Without changing anything, set down every line shown below.

[Saved entries]
# # # #

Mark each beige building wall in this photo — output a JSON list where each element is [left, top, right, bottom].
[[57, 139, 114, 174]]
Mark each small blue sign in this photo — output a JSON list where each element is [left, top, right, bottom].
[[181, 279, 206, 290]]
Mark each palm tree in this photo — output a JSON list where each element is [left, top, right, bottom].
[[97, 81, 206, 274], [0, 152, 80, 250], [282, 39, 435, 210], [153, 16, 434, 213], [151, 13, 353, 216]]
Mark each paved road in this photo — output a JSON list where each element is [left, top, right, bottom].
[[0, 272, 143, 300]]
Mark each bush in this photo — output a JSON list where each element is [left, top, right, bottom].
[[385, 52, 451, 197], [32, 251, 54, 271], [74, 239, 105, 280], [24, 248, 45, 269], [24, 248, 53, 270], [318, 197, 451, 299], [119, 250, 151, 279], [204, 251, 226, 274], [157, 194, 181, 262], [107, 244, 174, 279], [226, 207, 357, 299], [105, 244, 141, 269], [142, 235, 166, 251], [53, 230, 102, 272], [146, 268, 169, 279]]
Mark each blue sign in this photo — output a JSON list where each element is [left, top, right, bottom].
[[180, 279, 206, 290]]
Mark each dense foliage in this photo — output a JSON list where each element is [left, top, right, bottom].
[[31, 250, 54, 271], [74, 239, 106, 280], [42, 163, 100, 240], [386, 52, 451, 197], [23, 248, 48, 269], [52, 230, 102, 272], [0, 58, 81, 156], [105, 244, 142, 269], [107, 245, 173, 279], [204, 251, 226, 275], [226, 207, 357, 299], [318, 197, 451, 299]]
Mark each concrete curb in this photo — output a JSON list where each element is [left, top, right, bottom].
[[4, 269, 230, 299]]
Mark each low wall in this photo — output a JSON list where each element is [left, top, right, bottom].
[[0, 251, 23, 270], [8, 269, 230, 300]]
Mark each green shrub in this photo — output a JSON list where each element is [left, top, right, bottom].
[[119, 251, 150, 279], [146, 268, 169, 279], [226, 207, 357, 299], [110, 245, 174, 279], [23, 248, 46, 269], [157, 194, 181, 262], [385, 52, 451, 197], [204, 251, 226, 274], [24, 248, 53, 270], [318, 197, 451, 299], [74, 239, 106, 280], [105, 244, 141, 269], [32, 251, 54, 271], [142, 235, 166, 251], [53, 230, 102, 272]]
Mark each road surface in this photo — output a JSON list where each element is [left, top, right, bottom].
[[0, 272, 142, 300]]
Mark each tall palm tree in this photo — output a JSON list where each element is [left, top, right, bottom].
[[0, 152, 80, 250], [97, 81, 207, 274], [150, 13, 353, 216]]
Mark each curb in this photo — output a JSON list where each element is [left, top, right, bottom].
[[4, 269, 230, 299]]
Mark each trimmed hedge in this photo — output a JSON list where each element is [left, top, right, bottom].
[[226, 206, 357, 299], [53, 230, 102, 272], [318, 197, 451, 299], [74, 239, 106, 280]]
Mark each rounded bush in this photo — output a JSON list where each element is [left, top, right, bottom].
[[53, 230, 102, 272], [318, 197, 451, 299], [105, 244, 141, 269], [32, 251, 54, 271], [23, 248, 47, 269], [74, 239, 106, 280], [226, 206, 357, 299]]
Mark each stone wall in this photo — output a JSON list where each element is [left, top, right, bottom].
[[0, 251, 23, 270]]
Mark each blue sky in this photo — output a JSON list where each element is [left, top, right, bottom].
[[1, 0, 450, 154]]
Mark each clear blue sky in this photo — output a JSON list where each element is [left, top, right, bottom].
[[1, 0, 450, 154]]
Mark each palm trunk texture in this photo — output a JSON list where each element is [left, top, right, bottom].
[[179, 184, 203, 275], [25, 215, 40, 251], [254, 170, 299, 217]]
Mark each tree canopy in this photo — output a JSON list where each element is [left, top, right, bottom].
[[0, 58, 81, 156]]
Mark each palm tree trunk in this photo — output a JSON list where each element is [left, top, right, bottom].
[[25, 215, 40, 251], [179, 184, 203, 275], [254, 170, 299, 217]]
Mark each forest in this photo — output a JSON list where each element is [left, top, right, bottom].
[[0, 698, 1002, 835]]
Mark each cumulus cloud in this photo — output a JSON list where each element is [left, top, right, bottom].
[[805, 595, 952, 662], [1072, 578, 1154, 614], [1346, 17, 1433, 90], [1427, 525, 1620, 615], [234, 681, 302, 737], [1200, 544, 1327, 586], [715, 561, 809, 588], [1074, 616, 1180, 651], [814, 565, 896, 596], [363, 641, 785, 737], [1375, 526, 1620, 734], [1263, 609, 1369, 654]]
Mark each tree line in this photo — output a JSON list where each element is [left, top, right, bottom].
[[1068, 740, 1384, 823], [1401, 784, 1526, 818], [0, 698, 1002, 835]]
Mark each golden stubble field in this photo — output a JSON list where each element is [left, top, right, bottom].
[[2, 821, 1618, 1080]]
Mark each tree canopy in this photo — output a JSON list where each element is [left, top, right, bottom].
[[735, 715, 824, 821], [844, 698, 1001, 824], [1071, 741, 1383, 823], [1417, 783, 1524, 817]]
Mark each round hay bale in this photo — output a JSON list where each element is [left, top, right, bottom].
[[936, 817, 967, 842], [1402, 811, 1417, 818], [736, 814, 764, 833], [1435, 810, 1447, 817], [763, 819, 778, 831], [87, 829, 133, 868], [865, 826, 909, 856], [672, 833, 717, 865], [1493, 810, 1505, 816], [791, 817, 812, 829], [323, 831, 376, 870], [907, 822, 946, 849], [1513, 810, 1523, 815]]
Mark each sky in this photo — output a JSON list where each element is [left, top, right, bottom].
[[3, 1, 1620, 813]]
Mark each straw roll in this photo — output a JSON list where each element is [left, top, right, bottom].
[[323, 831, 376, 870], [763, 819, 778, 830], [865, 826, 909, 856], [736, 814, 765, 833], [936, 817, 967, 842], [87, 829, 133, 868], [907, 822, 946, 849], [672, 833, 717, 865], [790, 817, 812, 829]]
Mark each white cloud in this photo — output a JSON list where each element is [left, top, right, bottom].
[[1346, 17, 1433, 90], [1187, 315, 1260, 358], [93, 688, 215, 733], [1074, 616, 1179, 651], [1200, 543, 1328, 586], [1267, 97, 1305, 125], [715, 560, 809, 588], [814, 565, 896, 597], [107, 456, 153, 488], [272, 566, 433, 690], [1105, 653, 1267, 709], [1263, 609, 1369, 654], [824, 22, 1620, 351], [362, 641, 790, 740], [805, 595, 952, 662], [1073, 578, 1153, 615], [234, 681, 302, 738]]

# # # #

◆ Your solution:
Mark each beige building wall in this photo — output a JSON list where each element is [left, top, right, bottom].
[[57, 139, 114, 174]]
Mark each small blue sign in this photo — output a JSON list where each element is [left, top, right, bottom].
[[181, 279, 206, 290]]
Mark each palm tree in this photo — output a JSON list where each element is [left, top, right, bottom].
[[97, 81, 206, 274], [0, 152, 80, 250], [282, 39, 435, 210], [153, 16, 434, 213], [151, 13, 353, 216]]
Mark each paved road in this photo — output a JSON list where each element is [left, top, right, bottom].
[[0, 272, 143, 300]]
Mark each bush in this photo — output a JSON list where each element is [left, top, right, bottom].
[[385, 52, 451, 197], [32, 251, 54, 271], [74, 239, 105, 280], [24, 248, 45, 269], [24, 248, 53, 270], [318, 197, 451, 299], [119, 250, 151, 279], [204, 251, 226, 274], [157, 194, 181, 262], [107, 244, 174, 279], [226, 207, 357, 299], [105, 244, 141, 269], [142, 235, 166, 251], [53, 230, 102, 272], [146, 268, 169, 279]]
Mark each blue sign in this photo — output a JSON list where each element is [left, top, right, bottom].
[[180, 279, 206, 290]]
Mark each dense foliage in this photo — output a JSON list where each element is [left, top, right, bottom].
[[31, 250, 54, 271], [74, 239, 106, 280], [42, 163, 100, 240], [386, 52, 451, 197], [23, 248, 48, 269], [52, 230, 102, 272], [0, 58, 81, 156], [105, 244, 142, 269], [107, 245, 173, 279], [204, 251, 226, 275], [226, 207, 357, 299], [318, 197, 451, 299]]
Mark each concrete curb in this photo — output a JSON list where each element is [left, top, right, bottom].
[[4, 269, 230, 299]]
Mark each low wall in this photo — output a JSON list where each element is [left, top, right, bottom].
[[0, 251, 23, 270], [8, 269, 230, 300]]
Mark each green shrub in this photo — output a JSON list where each element is [left, top, right, bottom].
[[119, 251, 150, 279], [146, 268, 169, 279], [226, 207, 357, 299], [110, 245, 174, 279], [23, 248, 46, 269], [157, 194, 181, 262], [385, 52, 451, 197], [204, 251, 226, 274], [24, 248, 53, 270], [318, 197, 451, 299], [74, 239, 106, 280], [105, 244, 141, 269], [32, 251, 54, 271], [142, 235, 166, 251], [53, 230, 102, 272]]
Mark each road surface in this photo — output a JSON list where each element is [left, top, right, bottom].
[[0, 272, 142, 300]]
Mark each tall palm tree in this photo — output a JSON list where each element is [left, top, right, bottom].
[[0, 152, 80, 250], [97, 81, 207, 274], [150, 13, 353, 216]]
Mark each curb in this photo — output a JSON list where each element is [left, top, right, bottom].
[[4, 269, 230, 299]]
Mark each trimmed hedge in this photo — output a JSON list where each element is [left, top, right, bottom].
[[226, 206, 357, 299], [53, 230, 102, 272], [318, 197, 451, 299], [74, 239, 106, 280]]
Mark each rounded bush in this photo — output a JSON list where each element is [left, top, right, bottom].
[[53, 230, 102, 272], [318, 197, 451, 299], [105, 244, 141, 269], [32, 251, 54, 271], [23, 248, 47, 269], [74, 239, 106, 280], [226, 206, 357, 299]]
Mark each stone wall in this photo — output a JSON list where each element is [left, top, right, bottom].
[[0, 251, 23, 270]]
Mark each blue sky in this photo — output a JSON list where each element is [left, top, right, bottom].
[[1, 0, 450, 154]]
Mark each clear blue sky in this photo — output a JSON list where each element is [left, top, right, bottom].
[[1, 0, 450, 154]]
Mark each palm trunk texture in this photo — output a JSON list where each element is [left, top, right, bottom].
[[179, 184, 203, 275], [25, 215, 40, 251], [254, 170, 299, 217]]
Mark each tree canopy in this photo — output a JSON list where each element is [left, top, right, bottom].
[[0, 58, 81, 156]]
Mark each palm tree trunk in this photo — output a JSON list where each element is [left, top, right, bottom].
[[25, 215, 40, 251], [179, 184, 203, 275], [254, 170, 299, 217]]
Mark each forest in this photo — output a JSON list where each element is [left, top, right, bottom].
[[0, 698, 1002, 835]]
Mark each cumulus cloud in this photo — output a JSON list where each element is [left, top, right, bottom].
[[805, 595, 952, 662], [1072, 578, 1154, 614], [1346, 17, 1433, 90], [1427, 525, 1620, 615], [234, 681, 302, 737], [1200, 544, 1327, 586], [715, 561, 809, 588], [1074, 616, 1180, 651], [814, 565, 896, 596], [363, 641, 785, 737], [1375, 526, 1620, 734], [1263, 609, 1369, 654]]
Mark each tree line in this photo — output a JSON list where each element is [left, top, right, bottom].
[[1068, 740, 1384, 823], [1401, 784, 1526, 818], [0, 698, 1002, 835]]
Mark each golden stubble field in this photo — output a JSON list where each element is [left, top, right, bottom].
[[2, 821, 1618, 1080]]
Mark each tree canopy in this photo — output a JSON list where each element is [left, top, right, bottom].
[[735, 715, 824, 821], [844, 698, 1001, 824], [1071, 741, 1383, 823], [1417, 783, 1524, 817]]
Mark each round hay bale in this photo — output a JSON list where each element is [left, top, right, bottom].
[[936, 817, 967, 842], [1402, 811, 1417, 818], [736, 814, 764, 833], [1435, 810, 1447, 817], [763, 819, 778, 831], [87, 829, 133, 868], [865, 826, 909, 856], [672, 833, 717, 865], [1493, 810, 1505, 816], [791, 817, 812, 829], [323, 831, 376, 870], [907, 822, 946, 849], [1513, 810, 1523, 815]]
Mark each sky in this photo — output a JSON list where each element is [left, top, right, bottom].
[[3, 1, 1620, 813]]
Mark each straw roll in this photo — output a JSON list where each element is [left, top, right, bottom].
[[323, 831, 376, 870], [763, 819, 778, 830], [865, 826, 909, 856], [736, 814, 765, 833], [936, 817, 967, 842], [87, 829, 133, 868], [907, 822, 946, 849], [672, 833, 717, 865], [790, 817, 812, 829]]
Mark each white cloud in this photo — output a JSON list where each element is [left, top, right, bottom].
[[1346, 17, 1433, 90], [1187, 315, 1260, 358], [93, 688, 215, 733], [1074, 616, 1179, 651], [1200, 543, 1328, 586], [1267, 97, 1305, 125], [715, 560, 809, 588], [814, 565, 896, 597], [107, 456, 153, 488], [272, 566, 433, 690], [1105, 653, 1267, 709], [1263, 609, 1369, 654], [824, 22, 1620, 351], [362, 641, 790, 740], [805, 595, 952, 662], [1073, 578, 1153, 615], [234, 681, 302, 738]]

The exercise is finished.